■ WORK TO DO:
Retype the tail of the data exactly, starting at the line containing "If you could pick out the metal" and stopping at the last line.
___ MATERIAL ___
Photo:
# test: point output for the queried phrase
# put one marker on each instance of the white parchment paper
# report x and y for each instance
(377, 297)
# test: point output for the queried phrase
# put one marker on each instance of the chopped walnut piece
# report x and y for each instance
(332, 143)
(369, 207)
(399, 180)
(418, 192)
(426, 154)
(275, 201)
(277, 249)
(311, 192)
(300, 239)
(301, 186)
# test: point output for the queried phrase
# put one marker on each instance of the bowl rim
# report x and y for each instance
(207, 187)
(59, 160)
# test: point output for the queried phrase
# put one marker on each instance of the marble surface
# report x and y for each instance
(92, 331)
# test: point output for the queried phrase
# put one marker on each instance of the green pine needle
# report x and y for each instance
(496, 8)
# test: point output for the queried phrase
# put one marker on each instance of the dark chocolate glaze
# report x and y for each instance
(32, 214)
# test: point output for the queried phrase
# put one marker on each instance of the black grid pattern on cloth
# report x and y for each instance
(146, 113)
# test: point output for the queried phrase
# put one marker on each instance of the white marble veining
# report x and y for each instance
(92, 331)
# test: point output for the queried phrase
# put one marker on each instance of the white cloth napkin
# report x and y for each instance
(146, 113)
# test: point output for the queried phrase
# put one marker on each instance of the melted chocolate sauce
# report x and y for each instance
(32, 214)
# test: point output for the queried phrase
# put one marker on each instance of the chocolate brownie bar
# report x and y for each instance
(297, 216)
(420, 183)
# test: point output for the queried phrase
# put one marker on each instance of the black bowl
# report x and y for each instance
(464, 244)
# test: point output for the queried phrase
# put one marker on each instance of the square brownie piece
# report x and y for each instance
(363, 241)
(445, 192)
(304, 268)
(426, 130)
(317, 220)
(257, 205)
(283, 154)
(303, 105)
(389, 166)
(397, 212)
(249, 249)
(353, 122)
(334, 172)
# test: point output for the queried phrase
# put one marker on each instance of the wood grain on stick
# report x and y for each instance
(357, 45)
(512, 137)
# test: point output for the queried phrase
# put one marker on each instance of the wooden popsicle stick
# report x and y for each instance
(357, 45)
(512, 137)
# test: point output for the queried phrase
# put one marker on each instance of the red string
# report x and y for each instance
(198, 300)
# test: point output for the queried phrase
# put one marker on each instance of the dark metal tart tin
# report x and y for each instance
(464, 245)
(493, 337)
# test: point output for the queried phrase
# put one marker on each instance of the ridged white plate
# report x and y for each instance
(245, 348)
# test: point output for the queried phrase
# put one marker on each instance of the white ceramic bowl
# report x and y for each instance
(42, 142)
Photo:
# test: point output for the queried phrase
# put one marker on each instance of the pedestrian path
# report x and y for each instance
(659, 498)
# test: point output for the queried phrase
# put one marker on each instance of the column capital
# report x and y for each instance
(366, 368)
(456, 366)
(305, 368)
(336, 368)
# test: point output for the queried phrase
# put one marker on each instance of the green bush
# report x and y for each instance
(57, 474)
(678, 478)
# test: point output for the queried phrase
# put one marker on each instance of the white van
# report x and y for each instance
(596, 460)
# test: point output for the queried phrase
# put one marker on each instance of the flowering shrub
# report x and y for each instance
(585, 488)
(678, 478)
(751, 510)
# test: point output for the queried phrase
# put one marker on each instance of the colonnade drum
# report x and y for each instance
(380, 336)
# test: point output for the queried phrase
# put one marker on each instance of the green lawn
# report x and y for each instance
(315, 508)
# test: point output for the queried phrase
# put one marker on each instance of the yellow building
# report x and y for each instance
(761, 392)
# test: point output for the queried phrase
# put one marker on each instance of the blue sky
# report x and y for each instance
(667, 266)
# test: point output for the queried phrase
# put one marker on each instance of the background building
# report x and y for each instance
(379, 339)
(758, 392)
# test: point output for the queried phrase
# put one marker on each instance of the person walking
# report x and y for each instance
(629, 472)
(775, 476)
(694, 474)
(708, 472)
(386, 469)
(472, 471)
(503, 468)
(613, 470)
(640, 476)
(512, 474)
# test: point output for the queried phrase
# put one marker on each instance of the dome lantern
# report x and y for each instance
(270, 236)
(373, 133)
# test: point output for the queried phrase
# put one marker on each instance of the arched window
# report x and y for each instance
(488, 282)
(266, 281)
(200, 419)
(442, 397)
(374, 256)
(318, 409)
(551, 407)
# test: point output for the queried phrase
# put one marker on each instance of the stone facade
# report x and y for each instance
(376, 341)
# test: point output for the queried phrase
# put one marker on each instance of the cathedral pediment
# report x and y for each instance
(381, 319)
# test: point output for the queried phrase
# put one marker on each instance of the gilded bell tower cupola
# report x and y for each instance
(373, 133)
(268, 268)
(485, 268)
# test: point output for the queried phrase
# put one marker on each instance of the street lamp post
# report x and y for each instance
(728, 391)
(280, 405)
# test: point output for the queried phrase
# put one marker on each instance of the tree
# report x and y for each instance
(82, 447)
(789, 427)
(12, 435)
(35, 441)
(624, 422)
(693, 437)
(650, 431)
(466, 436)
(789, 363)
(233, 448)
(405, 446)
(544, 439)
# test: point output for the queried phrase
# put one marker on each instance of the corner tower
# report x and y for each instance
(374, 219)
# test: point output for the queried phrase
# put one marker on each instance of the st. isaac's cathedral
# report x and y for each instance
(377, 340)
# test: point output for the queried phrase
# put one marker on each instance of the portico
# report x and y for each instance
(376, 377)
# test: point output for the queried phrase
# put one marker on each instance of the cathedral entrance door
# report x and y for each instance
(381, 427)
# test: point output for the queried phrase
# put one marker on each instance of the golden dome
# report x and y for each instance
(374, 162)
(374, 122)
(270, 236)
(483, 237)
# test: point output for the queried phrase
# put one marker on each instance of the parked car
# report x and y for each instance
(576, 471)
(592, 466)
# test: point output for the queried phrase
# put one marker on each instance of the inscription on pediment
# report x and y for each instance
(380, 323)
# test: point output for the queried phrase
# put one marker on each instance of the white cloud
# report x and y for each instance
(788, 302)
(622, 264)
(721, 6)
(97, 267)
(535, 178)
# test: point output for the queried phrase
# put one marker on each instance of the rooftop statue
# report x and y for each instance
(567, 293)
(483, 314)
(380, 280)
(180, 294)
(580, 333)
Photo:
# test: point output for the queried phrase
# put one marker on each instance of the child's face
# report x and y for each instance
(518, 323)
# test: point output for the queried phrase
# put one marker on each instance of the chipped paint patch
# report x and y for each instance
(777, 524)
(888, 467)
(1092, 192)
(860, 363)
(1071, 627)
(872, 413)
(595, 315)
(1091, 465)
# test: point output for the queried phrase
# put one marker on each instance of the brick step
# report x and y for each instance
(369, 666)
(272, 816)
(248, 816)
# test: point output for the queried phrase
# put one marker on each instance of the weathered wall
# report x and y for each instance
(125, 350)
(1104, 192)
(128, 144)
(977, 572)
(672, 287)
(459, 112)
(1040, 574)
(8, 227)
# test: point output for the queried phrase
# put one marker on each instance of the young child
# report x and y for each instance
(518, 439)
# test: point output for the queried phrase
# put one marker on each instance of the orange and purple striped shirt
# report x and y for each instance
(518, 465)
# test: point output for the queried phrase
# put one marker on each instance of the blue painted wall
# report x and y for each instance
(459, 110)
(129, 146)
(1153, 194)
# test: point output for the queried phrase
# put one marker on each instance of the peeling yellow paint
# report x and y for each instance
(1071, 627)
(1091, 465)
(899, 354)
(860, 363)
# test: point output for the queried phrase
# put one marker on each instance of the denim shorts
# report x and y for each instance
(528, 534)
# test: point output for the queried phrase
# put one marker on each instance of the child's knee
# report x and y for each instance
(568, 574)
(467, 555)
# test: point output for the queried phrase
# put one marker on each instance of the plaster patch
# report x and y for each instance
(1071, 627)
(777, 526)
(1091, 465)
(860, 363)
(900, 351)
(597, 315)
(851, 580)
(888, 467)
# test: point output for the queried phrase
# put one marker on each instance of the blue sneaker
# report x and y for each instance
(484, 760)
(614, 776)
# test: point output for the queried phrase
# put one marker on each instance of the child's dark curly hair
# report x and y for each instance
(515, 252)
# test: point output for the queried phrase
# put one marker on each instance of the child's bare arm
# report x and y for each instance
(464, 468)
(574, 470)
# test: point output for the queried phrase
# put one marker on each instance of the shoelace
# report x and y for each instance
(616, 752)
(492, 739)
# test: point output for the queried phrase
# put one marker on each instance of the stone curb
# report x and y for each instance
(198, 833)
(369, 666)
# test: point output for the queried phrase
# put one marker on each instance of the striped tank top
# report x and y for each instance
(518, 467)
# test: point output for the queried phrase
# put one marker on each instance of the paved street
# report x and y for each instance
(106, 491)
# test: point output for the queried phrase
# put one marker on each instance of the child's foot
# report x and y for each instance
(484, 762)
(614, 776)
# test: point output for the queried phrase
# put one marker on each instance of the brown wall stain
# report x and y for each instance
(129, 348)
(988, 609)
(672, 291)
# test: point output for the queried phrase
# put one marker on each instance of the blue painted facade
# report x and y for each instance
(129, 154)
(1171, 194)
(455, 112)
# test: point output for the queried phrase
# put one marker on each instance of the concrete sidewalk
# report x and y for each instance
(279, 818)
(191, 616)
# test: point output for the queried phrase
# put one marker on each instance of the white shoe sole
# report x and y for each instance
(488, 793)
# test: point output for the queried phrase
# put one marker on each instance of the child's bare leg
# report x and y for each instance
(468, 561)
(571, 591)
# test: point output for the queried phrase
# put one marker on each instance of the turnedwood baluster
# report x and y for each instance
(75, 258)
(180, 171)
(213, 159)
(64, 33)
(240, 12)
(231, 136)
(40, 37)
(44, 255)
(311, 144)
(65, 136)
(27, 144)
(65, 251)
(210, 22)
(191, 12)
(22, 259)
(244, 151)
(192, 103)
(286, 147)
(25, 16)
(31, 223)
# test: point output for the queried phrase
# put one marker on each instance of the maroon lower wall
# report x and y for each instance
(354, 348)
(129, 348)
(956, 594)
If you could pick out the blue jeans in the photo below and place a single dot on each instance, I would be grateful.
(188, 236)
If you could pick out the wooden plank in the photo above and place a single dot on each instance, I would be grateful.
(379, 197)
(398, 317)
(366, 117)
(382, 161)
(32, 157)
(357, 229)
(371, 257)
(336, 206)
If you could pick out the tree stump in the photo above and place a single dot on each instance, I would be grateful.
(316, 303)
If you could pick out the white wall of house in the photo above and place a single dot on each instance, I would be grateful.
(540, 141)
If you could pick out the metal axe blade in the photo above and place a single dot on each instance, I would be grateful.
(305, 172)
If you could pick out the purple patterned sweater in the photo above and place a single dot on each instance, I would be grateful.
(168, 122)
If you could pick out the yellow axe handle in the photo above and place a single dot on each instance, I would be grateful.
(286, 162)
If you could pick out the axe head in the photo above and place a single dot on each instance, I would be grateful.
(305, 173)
___
■ CORRECT ANSWER:
If you could pick out the metal axe blade in the photo above and place a single dot on each instance, I would be grateful.
(305, 172)
If you could pick out the purple patterned sweater in the photo above and place a single dot on each instance, I would be grateful.
(168, 122)
If you could pick out the yellow axe handle in the photo above and place a single dot on each instance, I would be grateful.
(286, 162)
If you could pick out the axe head in the photo above and place a single dot on each instance, I would be grateful.
(305, 173)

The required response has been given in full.